** Start **

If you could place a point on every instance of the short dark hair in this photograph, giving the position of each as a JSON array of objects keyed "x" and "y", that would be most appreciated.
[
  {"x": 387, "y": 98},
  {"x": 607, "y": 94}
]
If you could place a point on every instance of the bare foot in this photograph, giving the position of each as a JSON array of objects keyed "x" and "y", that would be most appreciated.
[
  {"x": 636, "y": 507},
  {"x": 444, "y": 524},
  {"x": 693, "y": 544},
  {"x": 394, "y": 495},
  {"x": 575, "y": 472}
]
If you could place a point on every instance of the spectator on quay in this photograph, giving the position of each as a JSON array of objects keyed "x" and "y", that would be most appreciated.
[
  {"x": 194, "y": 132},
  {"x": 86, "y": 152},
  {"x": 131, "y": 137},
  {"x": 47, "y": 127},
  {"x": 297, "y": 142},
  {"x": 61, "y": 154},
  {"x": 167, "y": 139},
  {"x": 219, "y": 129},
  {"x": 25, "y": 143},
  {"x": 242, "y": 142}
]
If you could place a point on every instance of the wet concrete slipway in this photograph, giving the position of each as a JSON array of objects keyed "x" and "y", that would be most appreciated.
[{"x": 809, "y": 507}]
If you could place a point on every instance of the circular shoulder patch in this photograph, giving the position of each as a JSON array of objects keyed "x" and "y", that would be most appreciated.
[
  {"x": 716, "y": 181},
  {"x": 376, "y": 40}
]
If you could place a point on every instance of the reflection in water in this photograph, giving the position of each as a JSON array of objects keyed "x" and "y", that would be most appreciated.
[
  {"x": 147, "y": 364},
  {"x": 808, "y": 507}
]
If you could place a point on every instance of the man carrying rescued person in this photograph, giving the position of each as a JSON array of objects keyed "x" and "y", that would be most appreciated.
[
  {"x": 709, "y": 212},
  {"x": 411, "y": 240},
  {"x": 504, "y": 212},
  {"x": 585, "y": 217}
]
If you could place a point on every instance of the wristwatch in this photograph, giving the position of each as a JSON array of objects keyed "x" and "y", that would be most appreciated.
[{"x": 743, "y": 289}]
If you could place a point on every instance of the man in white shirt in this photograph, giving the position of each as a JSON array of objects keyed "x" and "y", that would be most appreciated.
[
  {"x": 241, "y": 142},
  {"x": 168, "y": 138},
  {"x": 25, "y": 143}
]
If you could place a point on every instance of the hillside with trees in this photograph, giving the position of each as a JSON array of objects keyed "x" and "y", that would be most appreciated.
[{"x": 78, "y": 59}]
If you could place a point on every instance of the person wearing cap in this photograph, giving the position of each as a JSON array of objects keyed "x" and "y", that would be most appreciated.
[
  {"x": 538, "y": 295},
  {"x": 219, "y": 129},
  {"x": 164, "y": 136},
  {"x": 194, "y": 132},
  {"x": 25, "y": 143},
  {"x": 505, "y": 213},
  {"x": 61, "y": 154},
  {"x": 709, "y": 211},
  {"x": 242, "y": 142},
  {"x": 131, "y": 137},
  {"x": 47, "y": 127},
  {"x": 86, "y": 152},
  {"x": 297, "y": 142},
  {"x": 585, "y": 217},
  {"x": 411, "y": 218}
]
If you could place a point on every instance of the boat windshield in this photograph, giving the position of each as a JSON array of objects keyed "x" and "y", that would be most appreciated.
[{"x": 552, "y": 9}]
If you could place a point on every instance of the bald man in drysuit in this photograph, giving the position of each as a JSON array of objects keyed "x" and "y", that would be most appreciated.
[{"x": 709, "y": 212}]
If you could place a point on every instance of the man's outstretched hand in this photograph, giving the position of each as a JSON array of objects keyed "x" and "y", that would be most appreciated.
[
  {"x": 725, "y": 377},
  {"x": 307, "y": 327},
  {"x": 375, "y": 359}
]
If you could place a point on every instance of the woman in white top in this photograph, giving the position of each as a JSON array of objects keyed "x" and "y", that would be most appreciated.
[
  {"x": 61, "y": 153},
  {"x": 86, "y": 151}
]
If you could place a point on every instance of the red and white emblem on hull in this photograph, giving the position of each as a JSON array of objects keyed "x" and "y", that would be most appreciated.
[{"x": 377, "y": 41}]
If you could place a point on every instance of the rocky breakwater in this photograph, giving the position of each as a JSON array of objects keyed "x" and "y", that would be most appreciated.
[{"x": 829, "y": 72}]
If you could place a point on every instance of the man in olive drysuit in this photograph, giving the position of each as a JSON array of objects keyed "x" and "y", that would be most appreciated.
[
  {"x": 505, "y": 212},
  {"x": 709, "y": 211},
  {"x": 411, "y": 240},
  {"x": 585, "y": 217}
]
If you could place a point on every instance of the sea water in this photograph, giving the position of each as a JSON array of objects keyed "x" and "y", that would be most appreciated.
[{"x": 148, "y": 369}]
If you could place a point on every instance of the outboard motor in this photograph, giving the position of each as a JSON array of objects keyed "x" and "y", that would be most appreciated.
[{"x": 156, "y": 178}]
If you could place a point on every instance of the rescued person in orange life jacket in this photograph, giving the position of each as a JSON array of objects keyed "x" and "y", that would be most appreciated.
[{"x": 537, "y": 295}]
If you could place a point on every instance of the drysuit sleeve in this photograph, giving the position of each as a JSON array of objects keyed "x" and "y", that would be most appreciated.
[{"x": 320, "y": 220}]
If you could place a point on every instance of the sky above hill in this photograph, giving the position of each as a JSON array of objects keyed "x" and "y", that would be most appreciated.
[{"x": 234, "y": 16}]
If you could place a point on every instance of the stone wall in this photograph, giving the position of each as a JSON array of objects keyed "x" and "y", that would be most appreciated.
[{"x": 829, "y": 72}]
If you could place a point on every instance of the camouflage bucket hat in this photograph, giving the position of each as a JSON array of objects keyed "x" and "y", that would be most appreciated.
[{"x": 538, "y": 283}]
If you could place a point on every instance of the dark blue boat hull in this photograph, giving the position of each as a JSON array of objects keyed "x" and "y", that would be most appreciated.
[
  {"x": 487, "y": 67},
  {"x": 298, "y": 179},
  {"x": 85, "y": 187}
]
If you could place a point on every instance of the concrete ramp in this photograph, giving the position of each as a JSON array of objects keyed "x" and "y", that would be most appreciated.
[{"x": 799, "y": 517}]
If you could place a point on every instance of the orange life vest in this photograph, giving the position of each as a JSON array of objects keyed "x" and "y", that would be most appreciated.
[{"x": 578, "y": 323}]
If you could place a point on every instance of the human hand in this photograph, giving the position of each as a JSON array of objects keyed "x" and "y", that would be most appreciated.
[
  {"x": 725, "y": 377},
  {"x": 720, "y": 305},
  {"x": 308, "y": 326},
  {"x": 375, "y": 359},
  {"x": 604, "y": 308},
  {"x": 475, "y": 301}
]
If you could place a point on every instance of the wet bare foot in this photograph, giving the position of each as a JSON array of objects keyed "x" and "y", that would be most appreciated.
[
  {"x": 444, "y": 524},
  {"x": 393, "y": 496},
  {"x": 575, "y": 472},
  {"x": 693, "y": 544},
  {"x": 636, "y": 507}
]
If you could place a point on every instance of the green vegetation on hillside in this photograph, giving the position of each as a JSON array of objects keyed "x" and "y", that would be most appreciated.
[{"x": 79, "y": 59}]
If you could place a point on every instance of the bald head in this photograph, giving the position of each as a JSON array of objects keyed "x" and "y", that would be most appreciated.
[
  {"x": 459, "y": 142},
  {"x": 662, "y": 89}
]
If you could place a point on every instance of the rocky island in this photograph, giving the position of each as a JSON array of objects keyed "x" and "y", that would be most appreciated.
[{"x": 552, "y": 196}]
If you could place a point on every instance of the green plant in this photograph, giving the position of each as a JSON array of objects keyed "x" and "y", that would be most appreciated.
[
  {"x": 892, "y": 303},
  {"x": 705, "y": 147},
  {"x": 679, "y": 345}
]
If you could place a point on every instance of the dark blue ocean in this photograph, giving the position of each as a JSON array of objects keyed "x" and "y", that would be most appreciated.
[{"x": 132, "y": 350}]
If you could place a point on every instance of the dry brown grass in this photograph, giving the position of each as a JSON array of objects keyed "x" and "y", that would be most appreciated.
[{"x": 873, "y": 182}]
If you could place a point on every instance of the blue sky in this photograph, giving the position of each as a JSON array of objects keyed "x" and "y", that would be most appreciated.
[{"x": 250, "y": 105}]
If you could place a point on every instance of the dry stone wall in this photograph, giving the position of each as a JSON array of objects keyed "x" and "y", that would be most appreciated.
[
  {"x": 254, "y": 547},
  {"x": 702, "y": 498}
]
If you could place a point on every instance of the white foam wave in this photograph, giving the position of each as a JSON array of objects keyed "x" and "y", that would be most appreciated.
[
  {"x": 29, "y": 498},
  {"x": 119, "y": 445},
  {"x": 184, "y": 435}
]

** End **

Only the lines from the one containing "the dry brown" to the end of the data should be printed, exactly as they stand.

If you could place a point on every instance of the dry brown grass in this photograph, giving the position of each as a JSON array of objects keyed "x" and "y", that would be most appreciated.
[{"x": 873, "y": 182}]
If you could place a point on every instance of the blue sky in this photograph, giving the position of each as a JSON array of objects keyed "x" and "y", that would be most appreciated.
[{"x": 250, "y": 105}]
If you could place a point on every instance of the dry stone wall in this photograph, giving the position of each as a JSON array of objects keyed "x" and "y", that would be most appreciated.
[
  {"x": 254, "y": 547},
  {"x": 702, "y": 498}
]
If you could place a point on every instance of the white foam wave in this photograph, giving the position of each as a JSON array of objects keyed "x" and "y", that would be most appreciated.
[
  {"x": 29, "y": 498},
  {"x": 119, "y": 445},
  {"x": 184, "y": 435}
]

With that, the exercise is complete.